— START OF Task input —

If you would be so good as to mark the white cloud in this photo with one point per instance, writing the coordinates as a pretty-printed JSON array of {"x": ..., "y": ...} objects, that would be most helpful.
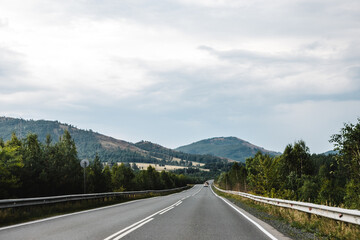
[{"x": 143, "y": 60}]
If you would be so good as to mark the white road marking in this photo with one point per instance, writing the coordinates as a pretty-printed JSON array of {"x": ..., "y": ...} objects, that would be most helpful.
[
  {"x": 166, "y": 211},
  {"x": 133, "y": 229},
  {"x": 197, "y": 192},
  {"x": 138, "y": 224},
  {"x": 249, "y": 219},
  {"x": 70, "y": 214}
]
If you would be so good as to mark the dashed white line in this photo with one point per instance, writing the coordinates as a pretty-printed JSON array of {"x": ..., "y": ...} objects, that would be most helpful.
[
  {"x": 133, "y": 229},
  {"x": 166, "y": 210},
  {"x": 140, "y": 223}
]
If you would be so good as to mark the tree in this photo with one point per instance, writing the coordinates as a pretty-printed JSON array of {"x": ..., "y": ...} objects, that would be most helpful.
[
  {"x": 347, "y": 142},
  {"x": 10, "y": 167}
]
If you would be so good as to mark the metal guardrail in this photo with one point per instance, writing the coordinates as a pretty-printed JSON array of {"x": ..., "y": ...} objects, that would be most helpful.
[
  {"x": 10, "y": 203},
  {"x": 340, "y": 214}
]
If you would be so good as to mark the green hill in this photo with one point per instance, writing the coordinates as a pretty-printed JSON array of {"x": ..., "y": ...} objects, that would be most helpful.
[
  {"x": 227, "y": 147},
  {"x": 88, "y": 143}
]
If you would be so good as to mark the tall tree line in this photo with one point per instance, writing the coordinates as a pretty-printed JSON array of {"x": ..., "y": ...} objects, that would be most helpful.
[
  {"x": 298, "y": 175},
  {"x": 29, "y": 168}
]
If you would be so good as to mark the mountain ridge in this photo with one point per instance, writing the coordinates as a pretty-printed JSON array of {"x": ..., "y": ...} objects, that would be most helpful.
[{"x": 232, "y": 148}]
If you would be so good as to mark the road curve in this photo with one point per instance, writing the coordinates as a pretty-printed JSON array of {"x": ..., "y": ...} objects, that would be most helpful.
[{"x": 192, "y": 214}]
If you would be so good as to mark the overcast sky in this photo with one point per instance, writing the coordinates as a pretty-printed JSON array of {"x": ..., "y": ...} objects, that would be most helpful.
[{"x": 175, "y": 72}]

— END OF Task input —

Required task — Repeat the entries exactly and keep the pictures out of the copy.

Output of the task —
If you would be so good as to mark the white cloud in this photo with one point per instance, writing the coordinates as a pretty-printed JSON array of {"x": ..., "y": ...} objects, that would be most helpful.
[{"x": 143, "y": 60}]
If you would be so good as to mark the white road marking in this photo with one point per instance, writing the coordinates as a pretty-printed JSON array of {"x": ..., "y": ...} objects, that would be most helpful.
[
  {"x": 166, "y": 211},
  {"x": 133, "y": 229},
  {"x": 197, "y": 192},
  {"x": 138, "y": 224},
  {"x": 249, "y": 219},
  {"x": 70, "y": 214}
]
If you would be so good as to mark the dashed white line in this photo with one point per instance, writing the coordinates as a pretty-printed JSON array of {"x": ..., "y": ...} objects, that would be most helpful.
[
  {"x": 133, "y": 229},
  {"x": 166, "y": 210},
  {"x": 140, "y": 223}
]
If you would be so good as to mark the tree in this photo with one point per instance, writing the coordinates as a pretty-printed JSON array of {"x": ..., "y": ...} objects, that would be most helpful.
[
  {"x": 347, "y": 142},
  {"x": 10, "y": 167}
]
If you would be so good as to mark the metal guardrail in this photo with one point per instance, writing the coordinates as a pretty-printed JSON array of {"x": ..., "y": ...} objects, that would be most helpful.
[
  {"x": 10, "y": 203},
  {"x": 340, "y": 214}
]
If you would be so good as to mark the green hill in this photo with one point per instance, writing the coordinates as a pretty-printed JSON array of {"x": ..., "y": ...} objects, that would be most helpful.
[
  {"x": 227, "y": 147},
  {"x": 88, "y": 143}
]
If you would be so good as to mark the tall tree line in this photo with one point per instance, writing the coordinates as a pretty-printed JSON array of {"x": ..., "y": ...} objects, that would be most helpful.
[
  {"x": 298, "y": 175},
  {"x": 29, "y": 168}
]
If you would be so good as to mark the mountain ridge in this photo with one point per instance, writing the coordinates as a pretty-printed JSON array of {"x": ..., "y": ...} objects, that would be most helpful.
[{"x": 232, "y": 148}]
If you would be so good as to mark the road curve in this photo with one point per instance, writing the coordinates as a pretty-printed JSON array of {"x": ..., "y": ...} objects, that would be most helpful.
[{"x": 192, "y": 214}]
If you would be so good as to mark the overcast sky in this photo with one point per instance, writing the coordinates as a pretty-printed JSON array of {"x": ..., "y": ...} objects, that would be most helpful.
[{"x": 175, "y": 72}]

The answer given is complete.